-- 文档正文 --

如何找重复的id号

Imasasor 发表于 2013-10-29 16:09
请问两个set是几个指针，几个pdv

不敢妄言有多少年经验和真弄明白了PDV.

个人理解一个数据步应该只有一个PDV，用于储存所有的变量名和需要处理的数据.
指针可能会有多个， 比如整个数据步的指针可以指向整段程序的某一段， 如第一个set语句，do-
loop， run 语句等。 而set语句的指针 point＝ 指向第几行数据， do-loop的指针指向第几个循环参数.

在上面的程序里, 当数据步指针指向do-loop时, 会hold住第一个set语句读入的数据, 并执行do-loop内的语句. do-loop每循环一次, 就用第二个set语句从第二个数据集读入一条由 point＝ 指定的观测, 然后执行IF语句.

do-loop运行时数据步的指针始终指向do-loop，而第二个set语句随着循环参数的变化指向第二个数据集的不同观测并读取数据。

do-loop运行时, PDV 中由do-loop前set语句读取的数据集 1 的数据保持不变，与do-loop内部有关的数据不断变化，满足一定条件的用output语句输出到结果数据集。

两个数据集的变量名是在数据步开始运行前存入PDV的. 如果两个数据集有相同的变量名，第二个set语句读入的数据会覆盖第一个set语句读入的数据值。

这样说来上面的code有点费解. 因此做了点修改，可能会清楚些. 由于do-loop从_n_+1开始, 所以局限于找出 id2中的重复值出现在id１中相同值的后面.

[物体位置标注条目]
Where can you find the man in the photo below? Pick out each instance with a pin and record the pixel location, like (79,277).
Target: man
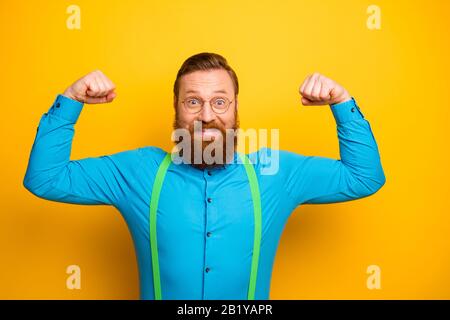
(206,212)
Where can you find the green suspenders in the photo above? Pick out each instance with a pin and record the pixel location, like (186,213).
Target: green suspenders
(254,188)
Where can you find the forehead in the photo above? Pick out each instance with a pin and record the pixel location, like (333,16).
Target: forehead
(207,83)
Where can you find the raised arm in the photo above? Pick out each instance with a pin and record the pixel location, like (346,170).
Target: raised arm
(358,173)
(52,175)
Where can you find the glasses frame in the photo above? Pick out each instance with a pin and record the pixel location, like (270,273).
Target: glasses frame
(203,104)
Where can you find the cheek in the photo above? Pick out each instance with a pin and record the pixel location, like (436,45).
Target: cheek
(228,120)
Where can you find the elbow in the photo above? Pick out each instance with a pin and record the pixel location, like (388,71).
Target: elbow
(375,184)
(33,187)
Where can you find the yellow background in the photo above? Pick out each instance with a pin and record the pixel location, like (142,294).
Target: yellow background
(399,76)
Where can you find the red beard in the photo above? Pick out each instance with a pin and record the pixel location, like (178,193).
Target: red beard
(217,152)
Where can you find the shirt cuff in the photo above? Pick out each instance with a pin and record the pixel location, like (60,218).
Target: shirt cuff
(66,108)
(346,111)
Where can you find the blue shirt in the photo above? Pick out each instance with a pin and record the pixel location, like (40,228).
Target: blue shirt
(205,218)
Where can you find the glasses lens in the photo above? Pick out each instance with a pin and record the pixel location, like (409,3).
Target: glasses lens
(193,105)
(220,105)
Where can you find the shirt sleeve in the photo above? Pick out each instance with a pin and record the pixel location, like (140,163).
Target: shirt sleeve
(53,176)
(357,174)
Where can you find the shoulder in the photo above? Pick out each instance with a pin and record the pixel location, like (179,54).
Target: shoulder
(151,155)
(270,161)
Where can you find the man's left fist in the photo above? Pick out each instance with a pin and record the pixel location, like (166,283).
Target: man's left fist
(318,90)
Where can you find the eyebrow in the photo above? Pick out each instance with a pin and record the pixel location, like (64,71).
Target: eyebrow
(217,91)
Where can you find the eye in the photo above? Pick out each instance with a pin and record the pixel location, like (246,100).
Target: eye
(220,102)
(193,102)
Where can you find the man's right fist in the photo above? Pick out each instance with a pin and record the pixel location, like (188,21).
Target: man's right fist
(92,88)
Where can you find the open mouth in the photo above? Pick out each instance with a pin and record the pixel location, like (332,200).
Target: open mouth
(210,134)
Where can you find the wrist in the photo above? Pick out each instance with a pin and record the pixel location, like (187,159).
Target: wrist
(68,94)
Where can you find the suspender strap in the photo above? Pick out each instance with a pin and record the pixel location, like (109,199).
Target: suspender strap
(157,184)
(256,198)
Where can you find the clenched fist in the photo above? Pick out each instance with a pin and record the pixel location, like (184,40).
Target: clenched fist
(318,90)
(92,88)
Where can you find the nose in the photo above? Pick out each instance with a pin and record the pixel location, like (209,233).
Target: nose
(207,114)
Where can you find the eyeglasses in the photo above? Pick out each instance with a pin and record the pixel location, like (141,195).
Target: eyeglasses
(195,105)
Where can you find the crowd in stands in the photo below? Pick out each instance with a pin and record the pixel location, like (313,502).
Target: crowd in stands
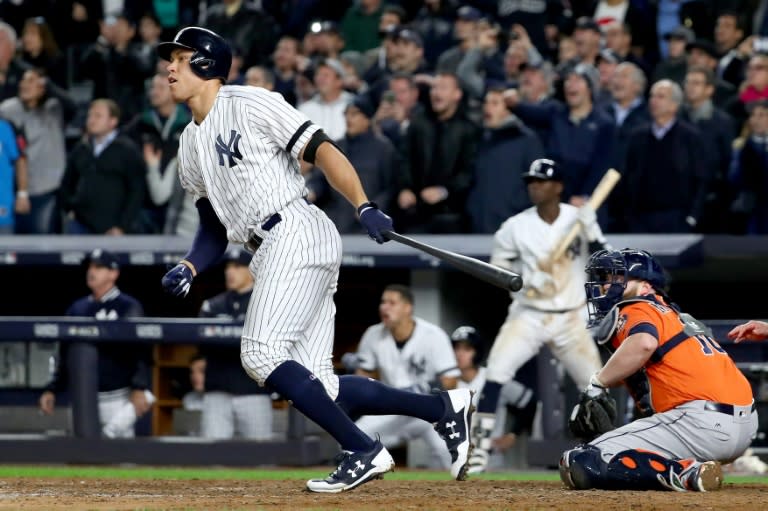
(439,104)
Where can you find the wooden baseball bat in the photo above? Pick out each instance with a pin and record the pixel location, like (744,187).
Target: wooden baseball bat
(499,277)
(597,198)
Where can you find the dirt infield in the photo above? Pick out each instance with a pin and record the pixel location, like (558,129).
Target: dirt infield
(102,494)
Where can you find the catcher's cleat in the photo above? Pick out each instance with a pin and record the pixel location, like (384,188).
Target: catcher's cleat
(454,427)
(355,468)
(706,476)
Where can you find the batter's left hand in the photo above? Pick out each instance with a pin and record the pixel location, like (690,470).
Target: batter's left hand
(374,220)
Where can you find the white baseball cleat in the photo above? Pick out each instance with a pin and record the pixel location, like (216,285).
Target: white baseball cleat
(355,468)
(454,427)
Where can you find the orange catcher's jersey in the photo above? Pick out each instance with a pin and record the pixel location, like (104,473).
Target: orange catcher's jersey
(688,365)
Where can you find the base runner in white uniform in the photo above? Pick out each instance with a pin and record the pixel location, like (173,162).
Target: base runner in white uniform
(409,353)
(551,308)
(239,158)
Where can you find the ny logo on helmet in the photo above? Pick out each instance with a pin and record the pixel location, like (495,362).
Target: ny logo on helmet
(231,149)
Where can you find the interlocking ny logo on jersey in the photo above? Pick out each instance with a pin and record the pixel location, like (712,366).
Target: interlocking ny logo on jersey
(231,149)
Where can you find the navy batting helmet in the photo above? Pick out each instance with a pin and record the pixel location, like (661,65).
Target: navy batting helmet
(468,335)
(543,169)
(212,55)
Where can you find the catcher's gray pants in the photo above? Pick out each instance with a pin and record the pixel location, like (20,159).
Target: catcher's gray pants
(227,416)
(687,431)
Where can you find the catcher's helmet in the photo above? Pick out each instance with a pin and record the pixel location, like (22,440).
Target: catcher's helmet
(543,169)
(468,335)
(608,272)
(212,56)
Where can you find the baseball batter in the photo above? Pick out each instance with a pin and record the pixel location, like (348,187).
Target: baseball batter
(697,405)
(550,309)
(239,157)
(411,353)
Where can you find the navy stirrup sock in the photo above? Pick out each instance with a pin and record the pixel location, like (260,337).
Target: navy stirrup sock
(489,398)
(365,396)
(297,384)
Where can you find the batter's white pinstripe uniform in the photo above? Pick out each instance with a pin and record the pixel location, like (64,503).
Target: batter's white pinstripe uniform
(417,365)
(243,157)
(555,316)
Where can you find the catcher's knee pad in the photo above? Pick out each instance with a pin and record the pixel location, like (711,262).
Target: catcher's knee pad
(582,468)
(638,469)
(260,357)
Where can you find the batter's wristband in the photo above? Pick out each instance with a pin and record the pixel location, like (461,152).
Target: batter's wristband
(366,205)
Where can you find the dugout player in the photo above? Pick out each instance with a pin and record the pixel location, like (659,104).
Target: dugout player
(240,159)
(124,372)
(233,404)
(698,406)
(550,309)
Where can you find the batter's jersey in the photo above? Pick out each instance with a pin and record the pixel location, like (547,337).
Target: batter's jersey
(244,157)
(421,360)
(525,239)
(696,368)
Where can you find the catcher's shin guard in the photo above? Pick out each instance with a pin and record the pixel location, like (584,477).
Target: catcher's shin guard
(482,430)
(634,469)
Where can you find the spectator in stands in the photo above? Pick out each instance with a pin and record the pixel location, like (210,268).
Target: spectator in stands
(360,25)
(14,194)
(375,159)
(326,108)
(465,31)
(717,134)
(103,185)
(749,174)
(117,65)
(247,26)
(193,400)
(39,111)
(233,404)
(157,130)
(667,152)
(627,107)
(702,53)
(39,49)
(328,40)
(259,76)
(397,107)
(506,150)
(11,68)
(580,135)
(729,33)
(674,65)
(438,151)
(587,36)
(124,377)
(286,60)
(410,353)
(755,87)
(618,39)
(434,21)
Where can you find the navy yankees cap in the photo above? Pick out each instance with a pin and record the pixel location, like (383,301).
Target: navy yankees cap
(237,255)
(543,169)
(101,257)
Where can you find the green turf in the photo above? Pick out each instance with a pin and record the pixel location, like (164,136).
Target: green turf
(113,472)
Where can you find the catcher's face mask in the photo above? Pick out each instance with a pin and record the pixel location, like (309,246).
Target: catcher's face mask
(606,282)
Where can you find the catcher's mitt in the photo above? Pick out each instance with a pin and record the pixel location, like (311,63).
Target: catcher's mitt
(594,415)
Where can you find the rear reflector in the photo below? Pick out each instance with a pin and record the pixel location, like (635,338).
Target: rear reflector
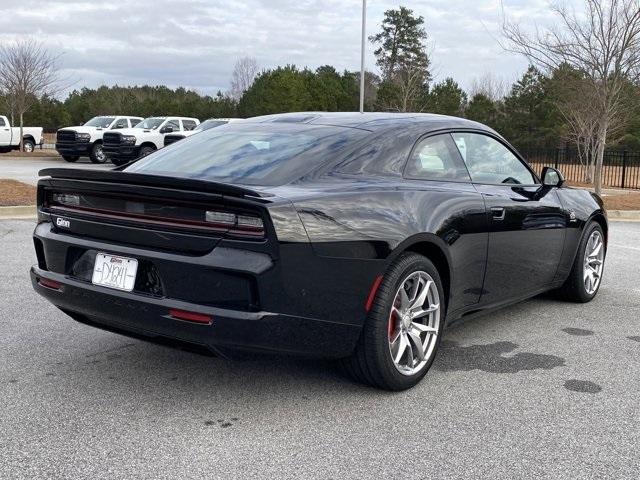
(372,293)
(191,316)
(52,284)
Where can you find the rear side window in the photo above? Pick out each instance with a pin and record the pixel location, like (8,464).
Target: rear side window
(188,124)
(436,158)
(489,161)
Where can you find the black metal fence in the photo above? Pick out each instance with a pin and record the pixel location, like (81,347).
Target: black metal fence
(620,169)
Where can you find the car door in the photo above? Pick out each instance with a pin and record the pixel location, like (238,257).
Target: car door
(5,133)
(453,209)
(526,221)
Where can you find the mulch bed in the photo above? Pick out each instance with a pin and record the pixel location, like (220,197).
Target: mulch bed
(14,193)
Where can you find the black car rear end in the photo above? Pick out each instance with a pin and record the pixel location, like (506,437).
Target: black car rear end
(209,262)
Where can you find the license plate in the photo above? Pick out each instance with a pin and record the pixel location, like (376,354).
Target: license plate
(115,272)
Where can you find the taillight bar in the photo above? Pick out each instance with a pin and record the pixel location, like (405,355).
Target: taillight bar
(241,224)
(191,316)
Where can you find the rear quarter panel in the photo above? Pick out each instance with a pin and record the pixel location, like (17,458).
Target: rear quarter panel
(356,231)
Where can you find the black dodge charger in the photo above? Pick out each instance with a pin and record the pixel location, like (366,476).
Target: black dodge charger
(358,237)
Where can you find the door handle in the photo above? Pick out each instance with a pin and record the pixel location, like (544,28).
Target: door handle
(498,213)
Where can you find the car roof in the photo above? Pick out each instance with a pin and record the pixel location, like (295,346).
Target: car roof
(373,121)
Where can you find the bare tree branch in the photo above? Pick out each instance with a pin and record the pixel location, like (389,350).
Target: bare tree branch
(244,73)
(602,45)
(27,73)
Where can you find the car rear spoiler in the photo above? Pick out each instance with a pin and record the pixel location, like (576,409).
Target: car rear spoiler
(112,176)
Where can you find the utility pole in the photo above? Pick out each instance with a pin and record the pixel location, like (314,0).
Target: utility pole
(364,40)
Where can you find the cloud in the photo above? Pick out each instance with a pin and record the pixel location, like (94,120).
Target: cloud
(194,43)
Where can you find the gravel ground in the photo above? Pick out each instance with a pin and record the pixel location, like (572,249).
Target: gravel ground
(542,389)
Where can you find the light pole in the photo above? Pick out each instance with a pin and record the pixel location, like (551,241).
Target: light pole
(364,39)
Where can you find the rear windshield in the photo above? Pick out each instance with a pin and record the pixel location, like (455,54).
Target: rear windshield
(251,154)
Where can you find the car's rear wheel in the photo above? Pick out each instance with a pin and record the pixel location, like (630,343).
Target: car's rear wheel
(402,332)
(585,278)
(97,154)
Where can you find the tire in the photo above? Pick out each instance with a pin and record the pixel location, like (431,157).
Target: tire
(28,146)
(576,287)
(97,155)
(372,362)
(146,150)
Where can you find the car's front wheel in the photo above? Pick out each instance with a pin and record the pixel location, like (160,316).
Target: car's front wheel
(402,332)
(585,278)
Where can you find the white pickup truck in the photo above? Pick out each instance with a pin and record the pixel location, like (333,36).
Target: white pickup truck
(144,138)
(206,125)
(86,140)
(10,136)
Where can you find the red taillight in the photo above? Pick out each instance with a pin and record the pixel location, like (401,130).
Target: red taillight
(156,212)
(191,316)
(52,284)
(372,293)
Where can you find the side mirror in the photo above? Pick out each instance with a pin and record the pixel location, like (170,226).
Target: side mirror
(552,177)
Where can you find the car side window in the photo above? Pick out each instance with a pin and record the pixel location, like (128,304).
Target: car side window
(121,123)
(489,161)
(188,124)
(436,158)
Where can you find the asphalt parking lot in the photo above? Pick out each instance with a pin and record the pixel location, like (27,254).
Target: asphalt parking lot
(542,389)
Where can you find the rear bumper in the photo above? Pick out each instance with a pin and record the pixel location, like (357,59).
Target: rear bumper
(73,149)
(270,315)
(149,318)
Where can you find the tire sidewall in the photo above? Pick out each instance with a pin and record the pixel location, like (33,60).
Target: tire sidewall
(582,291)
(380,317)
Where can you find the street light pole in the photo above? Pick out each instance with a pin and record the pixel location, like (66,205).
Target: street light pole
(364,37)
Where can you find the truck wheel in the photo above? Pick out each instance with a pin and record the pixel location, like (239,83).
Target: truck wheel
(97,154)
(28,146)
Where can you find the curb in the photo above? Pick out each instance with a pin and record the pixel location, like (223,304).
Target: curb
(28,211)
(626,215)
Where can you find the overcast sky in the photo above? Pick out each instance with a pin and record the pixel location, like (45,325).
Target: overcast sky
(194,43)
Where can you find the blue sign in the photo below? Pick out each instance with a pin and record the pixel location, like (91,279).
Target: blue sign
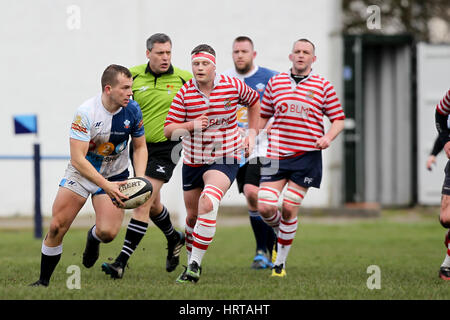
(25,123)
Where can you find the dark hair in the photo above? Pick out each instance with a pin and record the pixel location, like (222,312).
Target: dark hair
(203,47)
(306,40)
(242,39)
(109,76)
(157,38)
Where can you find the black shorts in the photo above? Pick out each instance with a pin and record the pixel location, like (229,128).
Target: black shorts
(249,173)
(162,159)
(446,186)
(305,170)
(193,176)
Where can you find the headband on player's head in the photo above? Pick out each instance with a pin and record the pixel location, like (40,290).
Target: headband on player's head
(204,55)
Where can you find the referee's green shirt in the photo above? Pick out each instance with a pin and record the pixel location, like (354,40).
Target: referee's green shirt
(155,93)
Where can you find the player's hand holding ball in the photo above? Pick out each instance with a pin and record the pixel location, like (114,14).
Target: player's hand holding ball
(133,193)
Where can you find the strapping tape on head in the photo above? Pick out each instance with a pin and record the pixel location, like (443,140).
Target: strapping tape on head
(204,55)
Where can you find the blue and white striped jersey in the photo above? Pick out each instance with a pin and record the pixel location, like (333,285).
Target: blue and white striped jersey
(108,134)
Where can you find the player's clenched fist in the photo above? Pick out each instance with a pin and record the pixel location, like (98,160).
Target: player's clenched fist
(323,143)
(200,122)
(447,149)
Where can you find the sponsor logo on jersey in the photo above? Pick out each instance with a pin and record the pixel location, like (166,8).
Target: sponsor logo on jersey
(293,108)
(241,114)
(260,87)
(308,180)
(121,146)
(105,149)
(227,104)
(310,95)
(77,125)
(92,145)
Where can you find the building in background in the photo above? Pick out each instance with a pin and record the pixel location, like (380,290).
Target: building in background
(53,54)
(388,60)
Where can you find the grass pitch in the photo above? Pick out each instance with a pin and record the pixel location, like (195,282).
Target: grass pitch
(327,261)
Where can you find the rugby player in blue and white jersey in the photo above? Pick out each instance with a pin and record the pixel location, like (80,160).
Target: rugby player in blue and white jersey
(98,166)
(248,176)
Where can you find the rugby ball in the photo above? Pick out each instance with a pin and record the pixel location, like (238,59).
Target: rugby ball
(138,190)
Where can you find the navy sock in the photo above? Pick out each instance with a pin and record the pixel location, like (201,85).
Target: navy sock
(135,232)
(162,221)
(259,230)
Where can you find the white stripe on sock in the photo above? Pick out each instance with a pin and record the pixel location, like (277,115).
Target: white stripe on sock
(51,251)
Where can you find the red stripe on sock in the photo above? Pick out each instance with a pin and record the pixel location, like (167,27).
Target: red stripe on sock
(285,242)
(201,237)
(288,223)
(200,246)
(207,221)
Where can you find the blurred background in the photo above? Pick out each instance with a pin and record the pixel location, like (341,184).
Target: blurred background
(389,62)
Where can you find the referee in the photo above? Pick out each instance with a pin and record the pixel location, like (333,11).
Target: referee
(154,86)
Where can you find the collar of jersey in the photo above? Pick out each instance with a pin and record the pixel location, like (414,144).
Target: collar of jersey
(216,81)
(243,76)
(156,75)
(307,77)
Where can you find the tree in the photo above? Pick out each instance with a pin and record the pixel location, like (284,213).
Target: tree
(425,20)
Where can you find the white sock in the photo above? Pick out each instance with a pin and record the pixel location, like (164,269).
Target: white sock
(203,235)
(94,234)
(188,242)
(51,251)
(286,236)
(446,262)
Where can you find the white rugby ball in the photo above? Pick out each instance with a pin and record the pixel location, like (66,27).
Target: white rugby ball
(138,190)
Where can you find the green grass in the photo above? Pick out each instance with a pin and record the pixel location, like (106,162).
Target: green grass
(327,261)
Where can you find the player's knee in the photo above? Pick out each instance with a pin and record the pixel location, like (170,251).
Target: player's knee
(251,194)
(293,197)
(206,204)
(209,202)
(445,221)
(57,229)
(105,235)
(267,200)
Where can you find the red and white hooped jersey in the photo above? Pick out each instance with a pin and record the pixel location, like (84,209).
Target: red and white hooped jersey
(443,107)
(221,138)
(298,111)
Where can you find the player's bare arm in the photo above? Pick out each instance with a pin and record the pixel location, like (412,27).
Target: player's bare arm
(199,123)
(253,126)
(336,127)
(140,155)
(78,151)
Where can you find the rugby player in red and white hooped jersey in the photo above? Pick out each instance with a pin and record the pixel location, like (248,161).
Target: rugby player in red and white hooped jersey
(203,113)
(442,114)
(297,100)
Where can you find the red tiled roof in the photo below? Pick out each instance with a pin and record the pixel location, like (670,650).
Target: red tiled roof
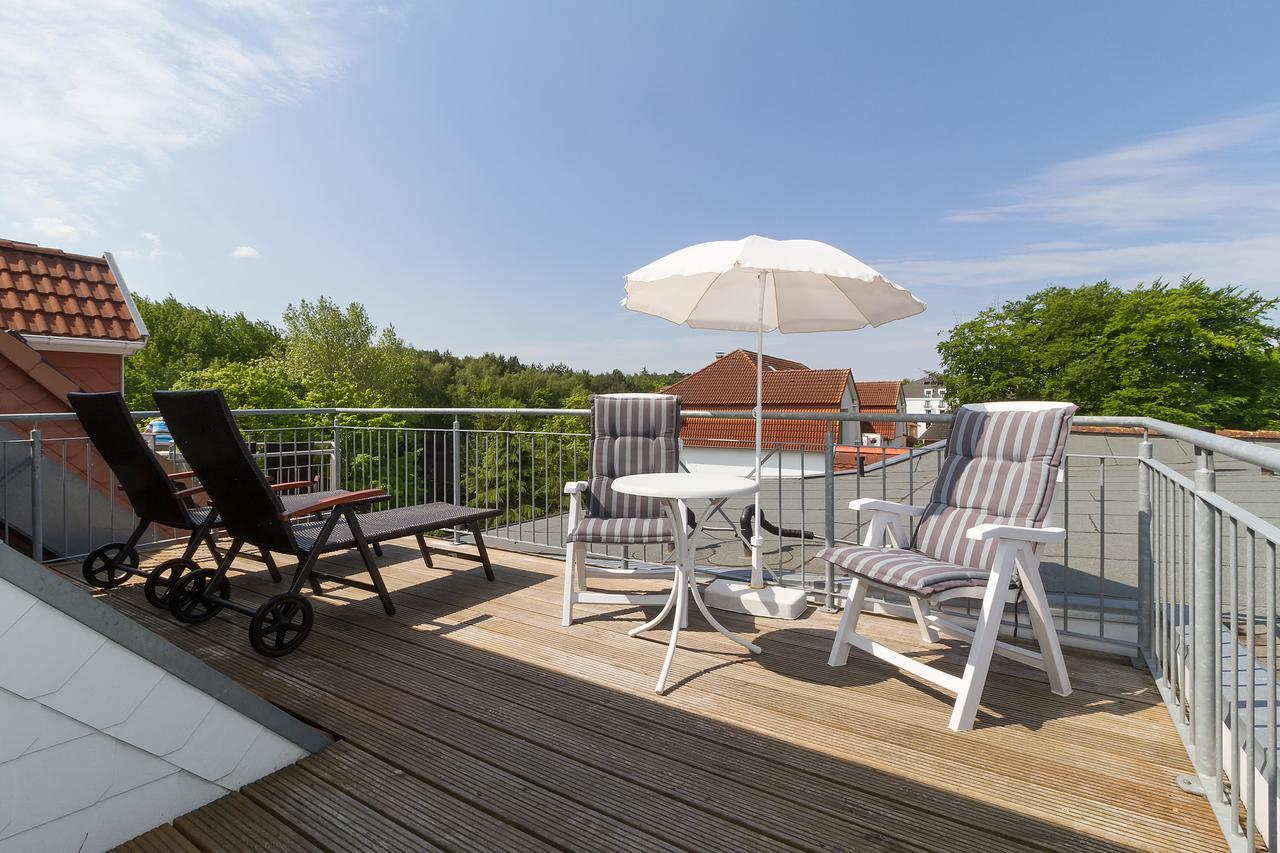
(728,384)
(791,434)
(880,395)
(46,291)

-- 练习任务 A --
按文档正文的说法，两个数据集有相同的变量名时，会发生什么？
-- 练习任务 B --
收集上面所有包含字符串“shirt”的行，区分大小写。

-- 练习结果 A --
第二个set语句读入的数据会覆盖第一个set语句读入的数据值。

-- 练习结果 B --
Where can you find the shirt cuff in the photo above? Pick out each instance with a pin and record the pixel location, like (60,218).
Target: shirt cuff
Where can you find the blue shirt in the photo above? Pick out each instance with a pin and record the pixel location, like (40,228).
Target: blue shirt
Where can you find the shirt sleeve in the photo above? Pick out each instance with a pin and record the pixel location, like (140,163).
Target: shirt sleeve
Where can you find the referee's green shirt in the photo above? Pick out each instance with a pin and record the pixel location, like (354,40).
Target: referee's green shirt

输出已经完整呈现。